## YOUR TASK:
State how many lines in the records below contain the string "water", and give nothing besides that number.

═══ THE INPUT

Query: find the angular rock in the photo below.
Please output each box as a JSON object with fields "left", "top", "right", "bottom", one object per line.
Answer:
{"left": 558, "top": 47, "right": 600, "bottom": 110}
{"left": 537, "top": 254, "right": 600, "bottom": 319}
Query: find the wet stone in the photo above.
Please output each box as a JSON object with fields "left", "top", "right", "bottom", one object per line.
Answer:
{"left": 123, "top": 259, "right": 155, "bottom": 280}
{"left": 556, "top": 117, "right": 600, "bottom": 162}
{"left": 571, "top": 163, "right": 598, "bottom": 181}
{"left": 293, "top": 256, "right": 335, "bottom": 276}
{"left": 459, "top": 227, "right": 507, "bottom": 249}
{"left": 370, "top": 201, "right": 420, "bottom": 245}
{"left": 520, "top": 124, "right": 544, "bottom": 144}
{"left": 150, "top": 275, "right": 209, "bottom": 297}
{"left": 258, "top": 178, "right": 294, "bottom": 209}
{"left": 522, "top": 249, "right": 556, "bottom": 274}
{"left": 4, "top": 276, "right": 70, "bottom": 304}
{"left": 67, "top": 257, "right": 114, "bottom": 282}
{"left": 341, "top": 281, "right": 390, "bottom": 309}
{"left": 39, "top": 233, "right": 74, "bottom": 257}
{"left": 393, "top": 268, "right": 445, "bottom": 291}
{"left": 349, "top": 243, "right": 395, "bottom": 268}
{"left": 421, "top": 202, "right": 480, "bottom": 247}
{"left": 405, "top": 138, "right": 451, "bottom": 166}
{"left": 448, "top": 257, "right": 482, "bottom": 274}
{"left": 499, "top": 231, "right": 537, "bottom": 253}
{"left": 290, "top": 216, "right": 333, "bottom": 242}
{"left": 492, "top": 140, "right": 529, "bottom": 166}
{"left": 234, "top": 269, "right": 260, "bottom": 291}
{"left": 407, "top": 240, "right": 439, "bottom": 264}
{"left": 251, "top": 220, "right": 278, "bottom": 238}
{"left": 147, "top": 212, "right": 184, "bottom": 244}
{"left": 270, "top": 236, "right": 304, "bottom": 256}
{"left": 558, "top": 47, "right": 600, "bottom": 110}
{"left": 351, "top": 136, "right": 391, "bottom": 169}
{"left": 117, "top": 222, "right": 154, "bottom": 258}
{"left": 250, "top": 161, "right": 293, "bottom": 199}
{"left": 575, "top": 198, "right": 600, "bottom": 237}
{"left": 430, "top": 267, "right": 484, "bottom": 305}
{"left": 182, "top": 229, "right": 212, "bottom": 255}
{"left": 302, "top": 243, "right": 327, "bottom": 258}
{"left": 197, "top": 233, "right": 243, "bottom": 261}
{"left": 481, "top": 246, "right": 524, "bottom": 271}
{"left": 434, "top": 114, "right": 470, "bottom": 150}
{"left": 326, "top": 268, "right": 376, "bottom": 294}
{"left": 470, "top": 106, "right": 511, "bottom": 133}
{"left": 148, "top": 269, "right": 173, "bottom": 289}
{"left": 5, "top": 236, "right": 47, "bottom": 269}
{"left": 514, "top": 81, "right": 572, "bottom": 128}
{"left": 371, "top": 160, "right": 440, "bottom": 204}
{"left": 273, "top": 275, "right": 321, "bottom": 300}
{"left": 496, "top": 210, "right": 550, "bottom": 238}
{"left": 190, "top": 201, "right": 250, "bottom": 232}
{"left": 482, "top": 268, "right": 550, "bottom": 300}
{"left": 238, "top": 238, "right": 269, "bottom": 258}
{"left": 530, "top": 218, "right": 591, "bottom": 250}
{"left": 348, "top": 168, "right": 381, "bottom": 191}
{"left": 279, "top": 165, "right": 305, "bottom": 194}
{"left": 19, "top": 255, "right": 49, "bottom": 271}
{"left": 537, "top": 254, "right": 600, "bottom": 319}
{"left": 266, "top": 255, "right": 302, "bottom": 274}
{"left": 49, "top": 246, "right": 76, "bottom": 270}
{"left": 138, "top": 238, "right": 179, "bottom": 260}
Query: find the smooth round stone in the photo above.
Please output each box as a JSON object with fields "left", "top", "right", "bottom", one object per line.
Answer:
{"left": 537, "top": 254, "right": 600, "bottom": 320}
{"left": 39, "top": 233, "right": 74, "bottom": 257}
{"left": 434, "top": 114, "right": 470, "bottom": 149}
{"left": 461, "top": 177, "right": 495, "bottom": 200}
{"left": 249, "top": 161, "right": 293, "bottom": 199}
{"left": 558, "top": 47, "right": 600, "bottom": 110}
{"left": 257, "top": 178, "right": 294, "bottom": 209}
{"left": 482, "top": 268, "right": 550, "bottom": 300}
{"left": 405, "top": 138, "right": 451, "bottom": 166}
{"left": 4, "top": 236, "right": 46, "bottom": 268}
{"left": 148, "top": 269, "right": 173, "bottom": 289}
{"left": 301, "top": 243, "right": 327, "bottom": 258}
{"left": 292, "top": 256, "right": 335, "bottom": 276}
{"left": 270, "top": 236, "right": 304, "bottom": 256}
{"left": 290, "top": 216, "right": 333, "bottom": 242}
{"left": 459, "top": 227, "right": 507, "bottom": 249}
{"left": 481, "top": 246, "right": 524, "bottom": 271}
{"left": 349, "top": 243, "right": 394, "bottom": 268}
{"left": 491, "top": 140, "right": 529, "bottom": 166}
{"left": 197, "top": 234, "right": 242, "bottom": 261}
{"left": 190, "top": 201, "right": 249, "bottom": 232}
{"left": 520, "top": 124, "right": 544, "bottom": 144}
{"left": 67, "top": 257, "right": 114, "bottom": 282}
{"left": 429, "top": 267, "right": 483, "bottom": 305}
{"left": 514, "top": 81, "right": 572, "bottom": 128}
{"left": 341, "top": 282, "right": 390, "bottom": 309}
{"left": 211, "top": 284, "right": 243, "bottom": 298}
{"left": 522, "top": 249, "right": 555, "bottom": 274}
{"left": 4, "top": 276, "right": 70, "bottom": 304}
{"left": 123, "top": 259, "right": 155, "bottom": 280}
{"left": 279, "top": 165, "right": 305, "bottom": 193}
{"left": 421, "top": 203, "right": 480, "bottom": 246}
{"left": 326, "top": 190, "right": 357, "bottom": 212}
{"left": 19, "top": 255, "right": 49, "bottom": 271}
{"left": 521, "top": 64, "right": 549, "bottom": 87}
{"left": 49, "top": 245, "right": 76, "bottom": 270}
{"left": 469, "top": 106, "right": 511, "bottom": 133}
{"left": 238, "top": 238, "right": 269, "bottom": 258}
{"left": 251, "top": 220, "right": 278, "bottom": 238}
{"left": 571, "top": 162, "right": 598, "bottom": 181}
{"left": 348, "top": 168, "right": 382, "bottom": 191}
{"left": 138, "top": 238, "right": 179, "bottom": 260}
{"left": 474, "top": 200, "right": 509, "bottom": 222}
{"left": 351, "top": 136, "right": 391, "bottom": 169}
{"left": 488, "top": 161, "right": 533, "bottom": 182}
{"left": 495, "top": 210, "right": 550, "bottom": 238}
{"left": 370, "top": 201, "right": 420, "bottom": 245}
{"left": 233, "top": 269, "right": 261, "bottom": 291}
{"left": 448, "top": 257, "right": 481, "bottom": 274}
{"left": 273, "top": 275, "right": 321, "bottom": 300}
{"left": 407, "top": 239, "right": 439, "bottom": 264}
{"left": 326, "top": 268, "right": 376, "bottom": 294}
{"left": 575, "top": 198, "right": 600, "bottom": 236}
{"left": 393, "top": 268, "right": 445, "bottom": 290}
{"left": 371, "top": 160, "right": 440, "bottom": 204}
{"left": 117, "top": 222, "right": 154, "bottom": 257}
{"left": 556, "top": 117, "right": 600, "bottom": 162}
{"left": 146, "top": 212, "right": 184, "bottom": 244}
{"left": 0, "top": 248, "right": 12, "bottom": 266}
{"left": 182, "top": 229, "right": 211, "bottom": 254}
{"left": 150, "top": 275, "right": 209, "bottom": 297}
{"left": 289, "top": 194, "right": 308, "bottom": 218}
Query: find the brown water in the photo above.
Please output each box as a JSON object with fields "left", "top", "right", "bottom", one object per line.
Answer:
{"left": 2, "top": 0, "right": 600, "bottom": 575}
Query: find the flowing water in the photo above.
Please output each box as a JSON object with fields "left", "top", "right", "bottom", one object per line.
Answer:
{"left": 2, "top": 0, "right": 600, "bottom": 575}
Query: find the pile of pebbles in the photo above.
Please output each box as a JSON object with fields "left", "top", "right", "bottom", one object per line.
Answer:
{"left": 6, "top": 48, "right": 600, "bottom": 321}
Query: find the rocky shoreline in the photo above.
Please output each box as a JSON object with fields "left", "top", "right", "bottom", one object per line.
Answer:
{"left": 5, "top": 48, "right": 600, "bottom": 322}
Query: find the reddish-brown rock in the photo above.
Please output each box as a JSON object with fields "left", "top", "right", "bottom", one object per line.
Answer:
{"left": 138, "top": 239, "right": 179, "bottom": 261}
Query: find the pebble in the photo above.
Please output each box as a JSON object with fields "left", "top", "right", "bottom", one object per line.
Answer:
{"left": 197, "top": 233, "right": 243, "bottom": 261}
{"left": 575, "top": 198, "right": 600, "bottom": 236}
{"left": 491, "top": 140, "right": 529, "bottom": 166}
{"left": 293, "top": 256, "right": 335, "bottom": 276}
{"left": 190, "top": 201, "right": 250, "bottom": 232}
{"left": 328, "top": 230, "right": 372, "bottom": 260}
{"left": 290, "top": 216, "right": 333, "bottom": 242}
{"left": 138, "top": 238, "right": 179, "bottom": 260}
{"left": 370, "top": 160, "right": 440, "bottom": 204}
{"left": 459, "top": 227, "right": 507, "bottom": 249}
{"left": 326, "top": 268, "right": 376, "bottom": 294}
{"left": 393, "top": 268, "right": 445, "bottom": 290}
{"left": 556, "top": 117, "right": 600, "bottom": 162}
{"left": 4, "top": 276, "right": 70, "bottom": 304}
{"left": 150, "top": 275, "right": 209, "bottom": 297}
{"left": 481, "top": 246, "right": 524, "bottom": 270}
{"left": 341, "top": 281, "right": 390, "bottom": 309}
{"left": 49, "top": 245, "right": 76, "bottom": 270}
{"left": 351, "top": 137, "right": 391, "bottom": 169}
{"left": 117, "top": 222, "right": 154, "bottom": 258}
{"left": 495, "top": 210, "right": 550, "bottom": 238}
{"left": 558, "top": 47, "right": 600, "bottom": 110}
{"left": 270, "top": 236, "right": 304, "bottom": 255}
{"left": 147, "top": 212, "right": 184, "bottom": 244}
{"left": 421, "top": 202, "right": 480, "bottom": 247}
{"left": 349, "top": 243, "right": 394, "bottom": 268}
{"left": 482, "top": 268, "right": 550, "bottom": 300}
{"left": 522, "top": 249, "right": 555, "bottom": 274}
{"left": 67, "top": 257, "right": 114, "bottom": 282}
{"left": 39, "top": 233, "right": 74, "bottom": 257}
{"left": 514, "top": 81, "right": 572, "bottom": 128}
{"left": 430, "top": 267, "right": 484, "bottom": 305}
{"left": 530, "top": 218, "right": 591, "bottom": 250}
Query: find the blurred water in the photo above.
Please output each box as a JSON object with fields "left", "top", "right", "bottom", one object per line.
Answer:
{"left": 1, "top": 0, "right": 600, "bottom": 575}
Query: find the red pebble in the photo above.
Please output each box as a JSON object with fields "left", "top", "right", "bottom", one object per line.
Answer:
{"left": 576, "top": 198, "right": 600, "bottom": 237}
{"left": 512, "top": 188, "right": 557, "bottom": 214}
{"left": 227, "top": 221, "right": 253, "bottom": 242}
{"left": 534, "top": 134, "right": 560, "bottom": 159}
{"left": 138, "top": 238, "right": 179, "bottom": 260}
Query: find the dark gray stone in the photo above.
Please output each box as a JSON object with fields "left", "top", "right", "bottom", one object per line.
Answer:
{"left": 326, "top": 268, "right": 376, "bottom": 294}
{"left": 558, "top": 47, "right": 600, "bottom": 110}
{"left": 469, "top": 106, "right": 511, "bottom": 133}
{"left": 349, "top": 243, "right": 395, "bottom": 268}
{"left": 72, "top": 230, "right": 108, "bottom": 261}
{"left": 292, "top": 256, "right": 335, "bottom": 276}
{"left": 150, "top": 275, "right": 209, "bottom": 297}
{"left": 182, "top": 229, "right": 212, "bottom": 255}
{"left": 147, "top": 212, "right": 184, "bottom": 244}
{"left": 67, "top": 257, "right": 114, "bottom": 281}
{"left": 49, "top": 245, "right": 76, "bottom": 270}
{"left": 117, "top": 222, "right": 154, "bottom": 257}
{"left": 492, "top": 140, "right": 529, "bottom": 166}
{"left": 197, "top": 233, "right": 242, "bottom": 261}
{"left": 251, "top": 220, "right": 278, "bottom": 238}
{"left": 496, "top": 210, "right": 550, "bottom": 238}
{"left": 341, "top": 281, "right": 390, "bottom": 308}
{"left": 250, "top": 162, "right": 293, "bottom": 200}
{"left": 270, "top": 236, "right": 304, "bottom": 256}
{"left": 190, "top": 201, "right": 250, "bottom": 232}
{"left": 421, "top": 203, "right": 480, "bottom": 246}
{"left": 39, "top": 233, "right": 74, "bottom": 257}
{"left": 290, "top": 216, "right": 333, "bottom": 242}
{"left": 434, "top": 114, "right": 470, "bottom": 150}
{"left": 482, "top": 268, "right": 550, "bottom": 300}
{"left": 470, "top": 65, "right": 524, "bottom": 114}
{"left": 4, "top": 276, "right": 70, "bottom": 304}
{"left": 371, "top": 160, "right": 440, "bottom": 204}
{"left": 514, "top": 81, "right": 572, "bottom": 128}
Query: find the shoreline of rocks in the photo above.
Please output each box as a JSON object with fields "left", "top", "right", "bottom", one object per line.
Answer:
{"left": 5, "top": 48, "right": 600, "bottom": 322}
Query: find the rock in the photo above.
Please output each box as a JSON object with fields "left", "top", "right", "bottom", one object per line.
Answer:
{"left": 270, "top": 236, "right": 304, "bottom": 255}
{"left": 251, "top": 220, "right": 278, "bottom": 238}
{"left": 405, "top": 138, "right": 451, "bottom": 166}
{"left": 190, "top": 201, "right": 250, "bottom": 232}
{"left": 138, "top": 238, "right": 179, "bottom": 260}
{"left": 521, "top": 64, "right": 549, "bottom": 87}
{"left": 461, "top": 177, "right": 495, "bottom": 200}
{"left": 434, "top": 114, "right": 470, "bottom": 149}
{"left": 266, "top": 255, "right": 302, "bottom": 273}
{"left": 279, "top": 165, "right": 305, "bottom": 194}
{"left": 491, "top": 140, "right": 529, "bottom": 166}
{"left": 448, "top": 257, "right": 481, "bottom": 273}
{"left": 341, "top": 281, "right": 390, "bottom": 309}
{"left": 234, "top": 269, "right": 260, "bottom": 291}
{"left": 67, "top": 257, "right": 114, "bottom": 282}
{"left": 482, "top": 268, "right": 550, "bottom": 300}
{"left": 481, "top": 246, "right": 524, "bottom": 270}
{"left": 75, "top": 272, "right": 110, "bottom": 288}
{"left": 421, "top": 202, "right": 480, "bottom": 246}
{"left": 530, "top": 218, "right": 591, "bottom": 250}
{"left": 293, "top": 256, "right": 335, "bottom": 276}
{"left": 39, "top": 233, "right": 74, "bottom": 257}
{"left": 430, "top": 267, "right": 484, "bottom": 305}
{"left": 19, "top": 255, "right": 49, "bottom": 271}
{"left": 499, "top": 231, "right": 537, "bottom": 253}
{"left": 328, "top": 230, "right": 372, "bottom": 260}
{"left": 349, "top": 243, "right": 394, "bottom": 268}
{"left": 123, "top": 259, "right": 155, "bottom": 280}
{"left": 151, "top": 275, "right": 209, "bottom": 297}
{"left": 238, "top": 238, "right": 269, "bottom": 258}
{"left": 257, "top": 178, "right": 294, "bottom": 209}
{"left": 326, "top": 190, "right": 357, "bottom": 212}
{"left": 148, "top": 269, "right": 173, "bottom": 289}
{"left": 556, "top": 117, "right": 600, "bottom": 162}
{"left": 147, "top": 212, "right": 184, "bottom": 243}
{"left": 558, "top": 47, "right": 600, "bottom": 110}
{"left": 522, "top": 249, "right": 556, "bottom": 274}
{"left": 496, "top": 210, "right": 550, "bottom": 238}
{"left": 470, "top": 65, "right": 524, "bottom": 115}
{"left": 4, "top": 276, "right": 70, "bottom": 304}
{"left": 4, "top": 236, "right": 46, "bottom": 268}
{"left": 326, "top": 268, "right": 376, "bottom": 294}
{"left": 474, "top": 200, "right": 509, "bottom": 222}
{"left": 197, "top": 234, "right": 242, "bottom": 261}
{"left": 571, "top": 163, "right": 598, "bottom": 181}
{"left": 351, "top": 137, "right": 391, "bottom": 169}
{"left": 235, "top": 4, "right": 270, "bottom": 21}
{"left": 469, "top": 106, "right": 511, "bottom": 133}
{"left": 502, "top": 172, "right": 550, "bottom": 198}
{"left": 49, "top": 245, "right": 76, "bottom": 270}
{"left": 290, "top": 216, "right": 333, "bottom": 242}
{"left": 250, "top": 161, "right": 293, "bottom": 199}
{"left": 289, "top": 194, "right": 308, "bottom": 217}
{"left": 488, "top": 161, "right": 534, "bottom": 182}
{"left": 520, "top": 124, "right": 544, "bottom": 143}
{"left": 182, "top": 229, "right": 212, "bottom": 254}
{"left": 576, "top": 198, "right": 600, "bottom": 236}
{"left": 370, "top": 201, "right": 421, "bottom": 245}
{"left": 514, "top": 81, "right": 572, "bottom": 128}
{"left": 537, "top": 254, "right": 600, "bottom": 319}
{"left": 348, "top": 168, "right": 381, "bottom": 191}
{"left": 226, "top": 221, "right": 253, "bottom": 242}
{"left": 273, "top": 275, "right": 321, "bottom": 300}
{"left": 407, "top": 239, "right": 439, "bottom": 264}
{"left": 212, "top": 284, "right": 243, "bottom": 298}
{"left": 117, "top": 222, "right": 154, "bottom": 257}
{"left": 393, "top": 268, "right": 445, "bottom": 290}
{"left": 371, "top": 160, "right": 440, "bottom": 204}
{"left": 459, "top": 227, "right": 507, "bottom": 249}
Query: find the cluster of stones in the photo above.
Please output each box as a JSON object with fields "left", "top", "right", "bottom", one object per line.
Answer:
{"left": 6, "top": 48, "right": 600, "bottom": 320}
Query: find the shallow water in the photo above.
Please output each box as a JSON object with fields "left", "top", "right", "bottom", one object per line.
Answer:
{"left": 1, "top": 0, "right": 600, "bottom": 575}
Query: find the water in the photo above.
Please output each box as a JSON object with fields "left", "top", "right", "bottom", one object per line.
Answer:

══════

## RESPONSE BOX:
5